#### Extracted entries
- - - - - - -
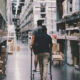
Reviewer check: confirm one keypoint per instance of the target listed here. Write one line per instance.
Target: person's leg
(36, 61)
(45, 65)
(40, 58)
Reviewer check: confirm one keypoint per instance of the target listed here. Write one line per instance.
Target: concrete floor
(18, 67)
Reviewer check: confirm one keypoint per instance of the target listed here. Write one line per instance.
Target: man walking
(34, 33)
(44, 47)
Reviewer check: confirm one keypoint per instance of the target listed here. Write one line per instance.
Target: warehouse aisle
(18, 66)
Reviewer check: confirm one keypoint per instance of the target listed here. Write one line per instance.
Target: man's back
- - - - - - -
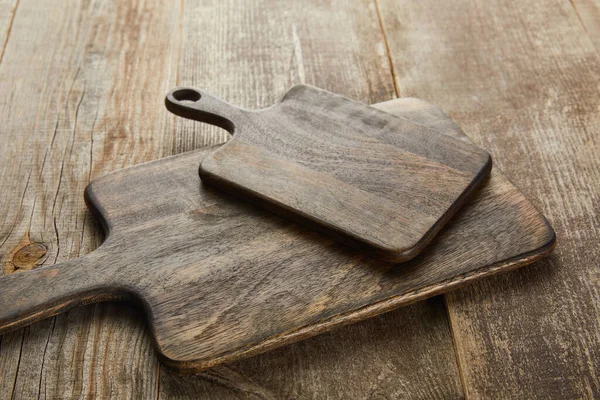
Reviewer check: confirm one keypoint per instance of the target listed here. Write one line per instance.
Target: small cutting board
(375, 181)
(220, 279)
- - - - - - -
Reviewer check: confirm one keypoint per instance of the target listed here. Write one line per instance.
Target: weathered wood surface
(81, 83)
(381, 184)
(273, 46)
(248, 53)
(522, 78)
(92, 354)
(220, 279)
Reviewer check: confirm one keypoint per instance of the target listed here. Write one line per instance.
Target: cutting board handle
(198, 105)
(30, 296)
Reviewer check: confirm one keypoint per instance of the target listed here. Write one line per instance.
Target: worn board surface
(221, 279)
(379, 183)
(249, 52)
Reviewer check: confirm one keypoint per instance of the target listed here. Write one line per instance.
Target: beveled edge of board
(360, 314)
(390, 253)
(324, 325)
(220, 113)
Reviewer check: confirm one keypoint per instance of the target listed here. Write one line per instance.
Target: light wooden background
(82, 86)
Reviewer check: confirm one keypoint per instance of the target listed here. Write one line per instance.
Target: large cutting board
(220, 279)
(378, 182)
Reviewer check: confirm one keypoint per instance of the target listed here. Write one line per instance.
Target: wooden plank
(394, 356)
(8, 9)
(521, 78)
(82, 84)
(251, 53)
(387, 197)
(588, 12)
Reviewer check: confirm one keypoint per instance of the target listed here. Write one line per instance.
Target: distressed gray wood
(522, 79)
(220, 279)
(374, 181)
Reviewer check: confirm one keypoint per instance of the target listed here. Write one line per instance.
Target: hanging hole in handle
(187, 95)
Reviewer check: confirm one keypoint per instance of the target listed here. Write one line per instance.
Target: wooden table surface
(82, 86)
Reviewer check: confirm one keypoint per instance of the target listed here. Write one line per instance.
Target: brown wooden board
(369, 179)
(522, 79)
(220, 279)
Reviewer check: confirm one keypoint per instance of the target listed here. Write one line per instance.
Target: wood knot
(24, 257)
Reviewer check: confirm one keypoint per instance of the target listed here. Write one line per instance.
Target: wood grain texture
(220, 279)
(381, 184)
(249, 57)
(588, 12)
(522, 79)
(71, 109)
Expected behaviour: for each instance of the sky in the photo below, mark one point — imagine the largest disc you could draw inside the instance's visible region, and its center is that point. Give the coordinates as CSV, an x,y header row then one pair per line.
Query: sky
- - - - - - -
#### Assignment
Return word for word the lines above from the line with "Target: man walking" to the line with "Target: man's back", including both and leaving out all others.

#### Solution for this task
Target: man walking
(34, 33)
(44, 47)
Reviewer check: confirm one keypoint per instance of the target listed here. Write one line per instance.
Target: warehouse aisle
(18, 66)
Reviewer check: confirm one keypoint per instance of the target listed here. Write one line per instance.
Target: man's back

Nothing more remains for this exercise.